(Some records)
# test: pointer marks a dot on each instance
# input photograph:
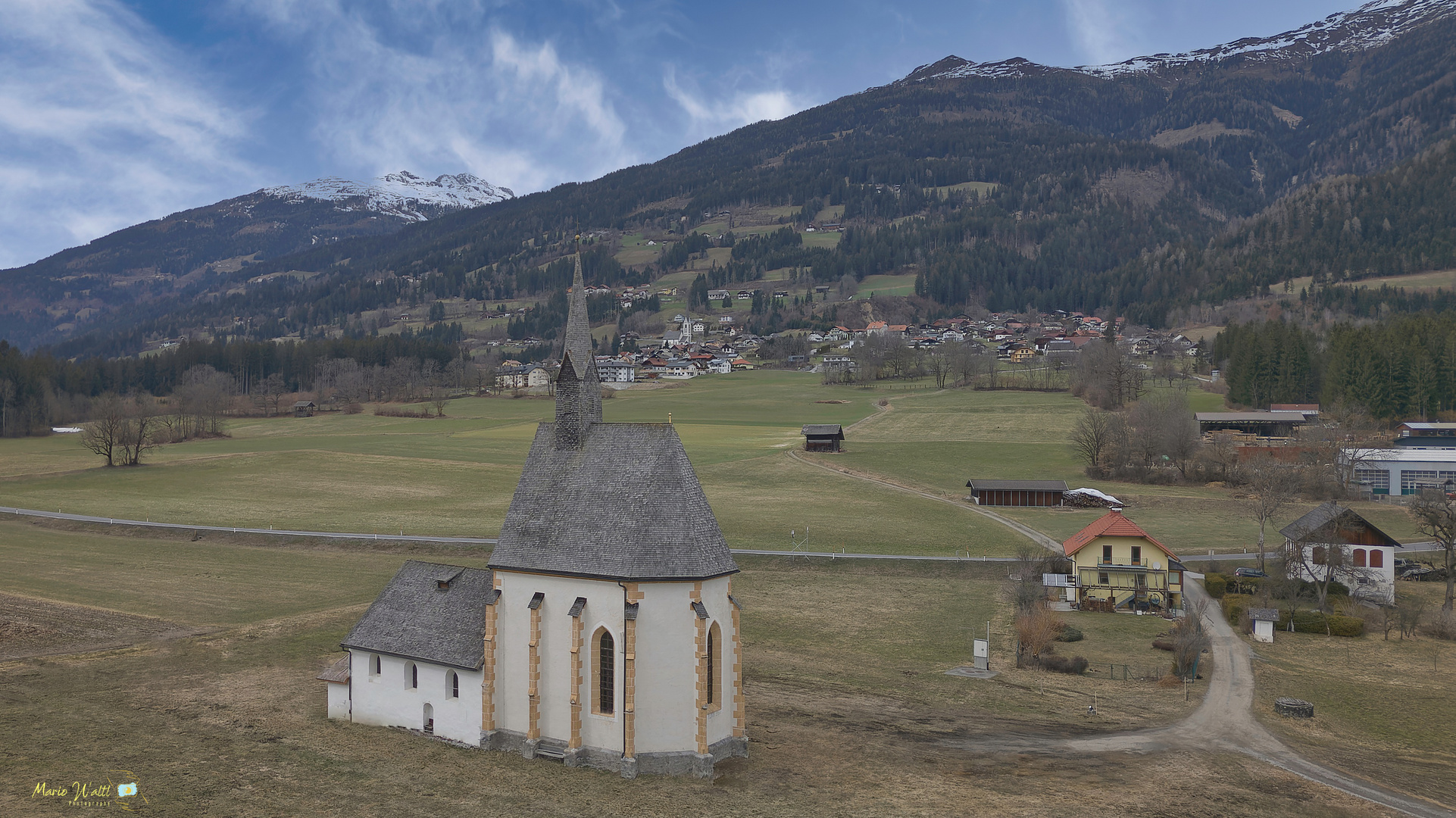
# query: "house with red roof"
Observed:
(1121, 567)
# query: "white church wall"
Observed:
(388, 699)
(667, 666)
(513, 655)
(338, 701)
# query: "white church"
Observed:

__Work to do__:
Return every line of the material above verbatim, omitting the pictures.

__Task response__:
# test: pointer marks a dot on each instance
# input photograph:
# query: "house with red roof"
Observed:
(1121, 567)
# query: "white church wall"
Observed:
(388, 699)
(667, 666)
(513, 655)
(338, 701)
# query: "white church"
Observed:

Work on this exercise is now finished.